Activation of the protein kinase Raf-1 is a complex process involving association with the GTP-bound form of Ras (Ras-GTP), membrane translocation and both serine/threonine and tyrosine phosphorylation. p21-activated kinase 3 (Pak3) upregulates Raf-1 through direct phosphorylation on Ser338. The origin of the signal for Pak-mediated Raf-1 activation has been investigated by examining the roles of the small GTPase Cdc42, Rac and Ras, and of phosphatidylinositol (PI) 3-kinase. Pak3 acts synergistically with either Cdc42V12 or Rac1V12 to stimulate the activities of Raf-1, Raf-CX, a membrane-localized Raf-1 mutant, and Raf-1 mutants defective in Ras binding. Raf-1 mutants defective in Ras binding are also readily activated by RasV12. This indirect activation of Raf-1 by Ras is blocked by a dominant-negative mutant of Pak, implicating an alternative Ras effector pathway in Pak-mediated Raf-1 activation. Pak-mediated Raf-1 activation is upregulated by both RasV12C40, a selective activator of PI 3-kinase, and p110-CX, a constitutively active PI 3-kinase. In addition, p85delta, a mutant of the PI 3-kinase regulatory subunit, inhibits the stimulated activity of Raf-1. Pharmacological inhibitors of PI 3-kinase also block both activation and Ser338 phosphorylation of Raf-1 induced by epidermal growth factor (EGF). Thus, Raf-1 activation by Ras is achieved through a combination of both physical interaction and indirect mechanisms involving the activation of a second Ras effector, PI 3-kinase, which directs Pak-mediated regulatory phosphorylation of Raf-1 (Sun, 2000).

__PROBLEM__.
Can you continue the passage on Raf-1 activation by Ras, Pak3 and PI 3-kinase, picking up after its last sentence? The stored data listing has no role in this.

Stored data entries:
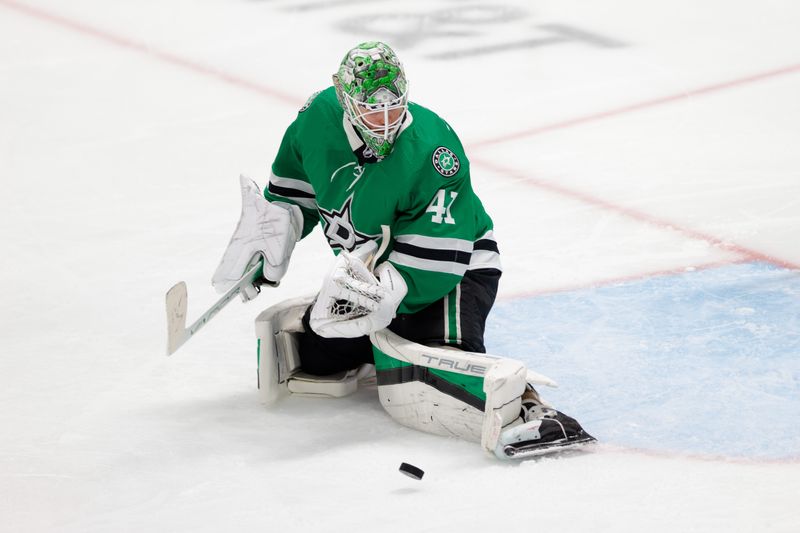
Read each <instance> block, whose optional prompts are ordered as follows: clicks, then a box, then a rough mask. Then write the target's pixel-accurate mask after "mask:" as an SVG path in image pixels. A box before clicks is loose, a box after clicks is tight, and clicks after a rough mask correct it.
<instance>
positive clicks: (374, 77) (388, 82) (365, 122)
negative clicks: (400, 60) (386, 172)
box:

__WRITTEN REPLY__.
Ras proteins signal through direct interaction with a number of effector enzymes, including type I phosphoinositide (PI) 3-kinases. Although the ability of Ras to control PI 3-kinase has been well established in manipulated cell culture models, evidence for a role of the interaction of endogenous Ras with PI 3-kinase in normal and malignant cell growth in vivo has been lacking. This study generated mice with mutations in the Pi3kca gene, encoding the catalytic p110α isoform, that block p110α interaction with Ras. Cells from these mice show proliferative defects and selective disruption of signaling from growth factors to PI 3-kinase. The mice display defective development of the lymphatic vasculature, resulting in perinatal appearance of chylous ascites. Most importantly, they are highly resistant to endogenous Ras oncogene-induced tumorigenesis. The interaction of Ras with p110α is thus required in vivo for certain normal growth factor signaling and for Ras-driven tumor formation (Gupta, 2007).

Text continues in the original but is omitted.